Short exercise
Copy out the records below, swapping every "traffic operations" for "street monitoring" and keeping everything else the same.

Working data
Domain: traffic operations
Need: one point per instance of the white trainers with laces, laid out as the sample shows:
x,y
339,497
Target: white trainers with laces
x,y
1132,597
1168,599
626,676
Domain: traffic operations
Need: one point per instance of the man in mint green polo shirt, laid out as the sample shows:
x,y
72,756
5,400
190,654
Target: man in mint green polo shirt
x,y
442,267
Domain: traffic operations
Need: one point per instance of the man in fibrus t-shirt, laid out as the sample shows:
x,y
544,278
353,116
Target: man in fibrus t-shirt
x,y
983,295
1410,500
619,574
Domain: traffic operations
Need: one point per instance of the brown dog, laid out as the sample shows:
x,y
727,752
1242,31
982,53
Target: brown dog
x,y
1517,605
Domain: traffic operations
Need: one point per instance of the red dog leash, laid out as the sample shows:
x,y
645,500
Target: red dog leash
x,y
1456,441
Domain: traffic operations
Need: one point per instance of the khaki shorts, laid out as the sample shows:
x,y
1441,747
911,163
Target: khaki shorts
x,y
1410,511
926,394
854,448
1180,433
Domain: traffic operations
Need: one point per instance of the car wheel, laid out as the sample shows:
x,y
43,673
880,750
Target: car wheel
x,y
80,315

Reply to the exercise
Domain: street monitoring
Need: one point per instance of the white trainers with laces, laid out as the sample shows:
x,y
339,497
Target: white trainers with laces
x,y
1132,597
1168,599
626,676
Domain: street monitoring
Need: one point per instance of the man in mint green polo shirt, laid out as the sample shows:
x,y
72,756
5,400
190,654
Target: man in mint green polo shirt
x,y
442,267
Domain: street monitoring
Need: one point per instance of the man in fibrus t-shirt, laid out as the sample shows:
x,y
544,278
353,116
Target: man in fibrus t-shirt
x,y
983,295
1410,500
619,574
Domain: street monitoring
Need: one point per instance of the brown dog, laid out as the sample shows:
x,y
727,752
1242,31
982,53
Target: brown dog
x,y
1517,605
Domain: street monitoring
Need: one point per instance of the red dog leash, laid out as the sample shows:
x,y
645,500
Target: red dog leash
x,y
1456,441
Domain: street monitoring
Need: one point per instance of the khaki shorts, laid out as the sample shows:
x,y
1441,747
911,163
Target: khaki shorts
x,y
1410,511
926,394
854,448
1180,433
Domain: street monitoring
Need: one point per instance of the car wheel, laid out as the sample shows:
x,y
43,673
880,750
Target: car wheel
x,y
80,315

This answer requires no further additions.